(WORK REQUEST):
Exactly as given, write out all the entries again.

PROVIDED ENTRIES START

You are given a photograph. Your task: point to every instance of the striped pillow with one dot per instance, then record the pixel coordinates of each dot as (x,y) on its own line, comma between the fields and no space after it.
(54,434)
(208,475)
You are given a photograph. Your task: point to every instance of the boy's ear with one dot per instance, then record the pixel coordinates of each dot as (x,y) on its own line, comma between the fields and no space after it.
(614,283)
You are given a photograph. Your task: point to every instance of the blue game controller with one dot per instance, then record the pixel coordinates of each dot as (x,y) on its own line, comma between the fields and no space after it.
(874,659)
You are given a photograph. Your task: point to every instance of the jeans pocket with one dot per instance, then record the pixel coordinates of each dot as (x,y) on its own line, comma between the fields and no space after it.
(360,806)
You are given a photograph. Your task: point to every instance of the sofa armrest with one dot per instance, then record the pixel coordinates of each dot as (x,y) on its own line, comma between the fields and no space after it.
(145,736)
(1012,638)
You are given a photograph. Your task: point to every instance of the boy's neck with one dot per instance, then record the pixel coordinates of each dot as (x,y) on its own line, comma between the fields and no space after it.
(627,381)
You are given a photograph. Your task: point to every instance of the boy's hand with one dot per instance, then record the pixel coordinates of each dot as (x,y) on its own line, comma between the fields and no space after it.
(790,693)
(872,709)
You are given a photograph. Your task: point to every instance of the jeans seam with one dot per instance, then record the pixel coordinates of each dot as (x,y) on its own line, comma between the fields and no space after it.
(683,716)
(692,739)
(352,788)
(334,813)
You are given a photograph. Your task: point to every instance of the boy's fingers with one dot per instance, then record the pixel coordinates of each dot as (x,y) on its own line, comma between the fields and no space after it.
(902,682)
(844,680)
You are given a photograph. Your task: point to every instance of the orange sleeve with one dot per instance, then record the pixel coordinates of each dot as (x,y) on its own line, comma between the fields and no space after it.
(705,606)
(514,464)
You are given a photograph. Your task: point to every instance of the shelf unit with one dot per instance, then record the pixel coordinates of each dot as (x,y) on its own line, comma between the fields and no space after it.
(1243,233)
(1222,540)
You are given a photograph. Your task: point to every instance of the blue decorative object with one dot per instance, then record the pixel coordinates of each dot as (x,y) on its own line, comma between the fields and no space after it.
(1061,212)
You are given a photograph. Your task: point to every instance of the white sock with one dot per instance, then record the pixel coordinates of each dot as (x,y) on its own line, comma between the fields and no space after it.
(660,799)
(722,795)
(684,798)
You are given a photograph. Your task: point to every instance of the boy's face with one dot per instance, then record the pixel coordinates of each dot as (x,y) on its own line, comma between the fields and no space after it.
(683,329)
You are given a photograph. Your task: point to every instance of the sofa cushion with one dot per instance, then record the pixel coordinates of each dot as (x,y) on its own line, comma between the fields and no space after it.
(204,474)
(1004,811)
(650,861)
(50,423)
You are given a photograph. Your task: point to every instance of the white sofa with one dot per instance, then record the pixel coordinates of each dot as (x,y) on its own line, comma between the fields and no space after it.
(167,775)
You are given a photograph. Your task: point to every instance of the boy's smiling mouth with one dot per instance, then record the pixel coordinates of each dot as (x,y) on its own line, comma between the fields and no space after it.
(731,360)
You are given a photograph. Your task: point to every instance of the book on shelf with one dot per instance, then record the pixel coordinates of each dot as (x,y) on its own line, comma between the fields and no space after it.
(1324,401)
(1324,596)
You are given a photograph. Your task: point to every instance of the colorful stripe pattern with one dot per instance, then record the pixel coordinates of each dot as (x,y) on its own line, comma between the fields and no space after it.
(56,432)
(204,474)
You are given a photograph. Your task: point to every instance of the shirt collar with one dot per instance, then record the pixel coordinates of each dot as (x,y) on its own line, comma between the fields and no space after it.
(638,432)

PROVIDED ENTRIES END

(SOLUTION):
You are given a photograph. Your task: point to every instance of the striped pillow with one dot per instance, then record the pixel coordinates of each dot as (x,y) on its own line, comma between the fields and no space after it.
(54,434)
(208,475)
You are given a photograph. Your task: point to every instance of the boy's ear with one dot per instance, then record the pixel coordinates of each dot as (x,y) on its own line, comma between the fields and no space after it.
(614,283)
You are given a photograph. Your task: point to every instance of the blue game controller with one dot per instance, then record the pixel coordinates of each dot as (x,y) on its own line, comma between the fields and no space after it.
(874,659)
You are given a photograph. Your task: point to every instance of the jeans pocket with one dot per instance, then record the pixel coordinates of each dot as (x,y) on its own line, comma between the fields and no space after it.
(360,806)
You are given a photograph. Your task: point to every instance of the sofa armrest with one dot per instance, then record the pixel coordinates of each dot as (x,y) on its own line, comma between the fields and no space after it.
(145,736)
(1012,638)
You are given a photograph. Your task: point to every instance of the boy's neck with one dot per instance, then record the pixel coordinates of each dot as (x,y) on its own line, comma between the fields and no space after it.
(627,381)
You are given a photograph. Your task: point to every instance of the boy's hand with one dot per instance, then record the pixel coordinates of each dot as (x,y) on its own line, comma between the fields and no space after it.
(790,693)
(872,709)
You are given a photograph. Your task: point to every instance of the jeans seam with one dot per instance, then record the pixel coordinates of each dot as (x,y) on its own line, comma between the fields and no space after it.
(683,716)
(692,739)
(352,788)
(334,813)
You are given a photograph. Your task: point to every instance of the boy's fingers with one dot per instance, then record the pixel coordinates of each dot as (x,y) on its own line, comma between the fields and no space after it.
(902,682)
(844,680)
You are given a photograph. Your task: point to every instance of the orange sleeve with one dot per instance, then record the pixel coordinates of each dot as (x,y) on its own line, comma between the fields and no space after it.
(705,606)
(514,464)
You are given a photograph. Your task: point to every instance of the shelf unit with one dot per instance, then record the pixel coordinates of each dot as (x,y) on its own line, comma between the fields and no space after it.
(1243,233)
(1222,540)
You are given a photograph. Your task: point to every instance of the blue decorative object with one dot per instance, then record the pixel coordinates of each dot as (x,y) on its own line, comma between the fields and no space after it.
(1061,212)
You are given a photograph. Your task: point to every instance of the white sock with one dot per instance, then record the pixel coordinates of each dot as (x,y) on its own line, comma between the fields and no space after it.
(660,799)
(722,795)
(684,798)
You are given a photograph. Your task: point to every instance of the boy's face with one dot per instance, then record the pixel coordinates of each dot as (x,y) on its own line, comma between the fields and no space after it.
(683,329)
You are given a photograph. Your task: point to every instance of the sofa cushion with one dot per instance, then record the pixel coordinates of each dot as (x,y) on its own line, comma between the fields and no space after it.
(204,474)
(1004,811)
(650,861)
(50,423)
You are given a photograph. Your task: point to every instance of the white sofa with one dot per instance, then record the pixel coordinates of each dot as (x,y) on its own line, comma between the fields and no space after it.
(167,775)
You are given a photograph. Your task: point to every instance of the boy's smiling mouth with one dot per instance, then record the pixel coordinates of each dot as (x,y) on its own line, comma between the fields and no space after it.
(731,360)
You are given a photograph. Your task: point to every instance of the book on shelf with one dot per instance, then record the pixel coordinates of each dot as (x,y) on its own line, comma between the fields and no space after it.
(1324,401)
(1324,596)
You are given a photograph. Your task: point to every instance of the colorful stripe pattern with one dot per instance, then record the pixel coordinates of each dot as (x,y) on its own line, comma between the fields and no space after it.
(56,432)
(204,474)
You are given a photograph. Your task: point to every instance of the shirt collar with one dot per instance, then record the pixel coordinates of each dot as (x,y) on its own line, comma between the fields and no space after it.
(638,432)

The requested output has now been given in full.